◆ Location labeling records

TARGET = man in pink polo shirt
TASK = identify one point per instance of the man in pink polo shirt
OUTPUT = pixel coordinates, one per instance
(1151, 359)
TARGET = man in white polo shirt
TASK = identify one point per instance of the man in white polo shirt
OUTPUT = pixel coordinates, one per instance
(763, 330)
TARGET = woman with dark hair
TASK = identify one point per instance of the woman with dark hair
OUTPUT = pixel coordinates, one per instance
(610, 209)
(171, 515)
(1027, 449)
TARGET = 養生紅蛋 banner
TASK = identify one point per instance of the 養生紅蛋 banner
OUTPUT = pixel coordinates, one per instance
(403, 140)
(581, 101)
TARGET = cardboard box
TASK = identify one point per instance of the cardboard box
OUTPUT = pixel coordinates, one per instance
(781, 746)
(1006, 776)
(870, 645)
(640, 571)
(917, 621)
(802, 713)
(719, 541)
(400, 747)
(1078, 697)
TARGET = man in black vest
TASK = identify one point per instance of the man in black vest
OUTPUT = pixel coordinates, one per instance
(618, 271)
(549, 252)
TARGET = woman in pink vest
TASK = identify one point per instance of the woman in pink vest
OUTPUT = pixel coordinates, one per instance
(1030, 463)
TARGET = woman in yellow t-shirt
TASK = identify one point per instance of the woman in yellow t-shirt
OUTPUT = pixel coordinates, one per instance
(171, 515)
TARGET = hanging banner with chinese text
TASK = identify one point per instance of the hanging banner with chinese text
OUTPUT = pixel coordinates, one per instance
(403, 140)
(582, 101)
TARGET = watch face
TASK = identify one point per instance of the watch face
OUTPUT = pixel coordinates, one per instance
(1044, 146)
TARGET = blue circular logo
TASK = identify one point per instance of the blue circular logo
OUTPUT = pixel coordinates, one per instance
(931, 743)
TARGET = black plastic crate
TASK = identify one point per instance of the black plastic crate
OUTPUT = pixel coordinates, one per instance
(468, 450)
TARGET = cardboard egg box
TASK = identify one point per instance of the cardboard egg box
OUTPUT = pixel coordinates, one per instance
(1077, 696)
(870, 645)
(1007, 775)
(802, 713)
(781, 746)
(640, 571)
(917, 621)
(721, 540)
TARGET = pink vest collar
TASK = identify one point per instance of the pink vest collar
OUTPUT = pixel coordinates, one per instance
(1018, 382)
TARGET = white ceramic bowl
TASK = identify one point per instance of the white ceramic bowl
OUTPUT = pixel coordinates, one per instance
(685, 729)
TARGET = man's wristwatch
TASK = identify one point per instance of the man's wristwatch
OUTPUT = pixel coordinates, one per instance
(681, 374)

◆ What is needed
Recast the material between the lines holding "TARGET = cardboard box" and "(1078, 697)", inclusive, as a Markdown table with the columns No. and Line, one row per line and no rows for blank lines.

◆ Solution below
| No. | Line |
|---|---|
| 1 | TARGET = cardboard box |
| 2 | TASK = identify one point per instance of the cardboard box |
| 3 | OUTPUT = pixel coordinates, one per instance |
| 4 | (781, 746) |
| 5 | (1006, 776) |
| 6 | (870, 645) |
| 7 | (640, 571) |
| 8 | (917, 621) |
| 9 | (802, 713) |
| 10 | (719, 541) |
| 11 | (400, 747) |
| 12 | (1078, 697) |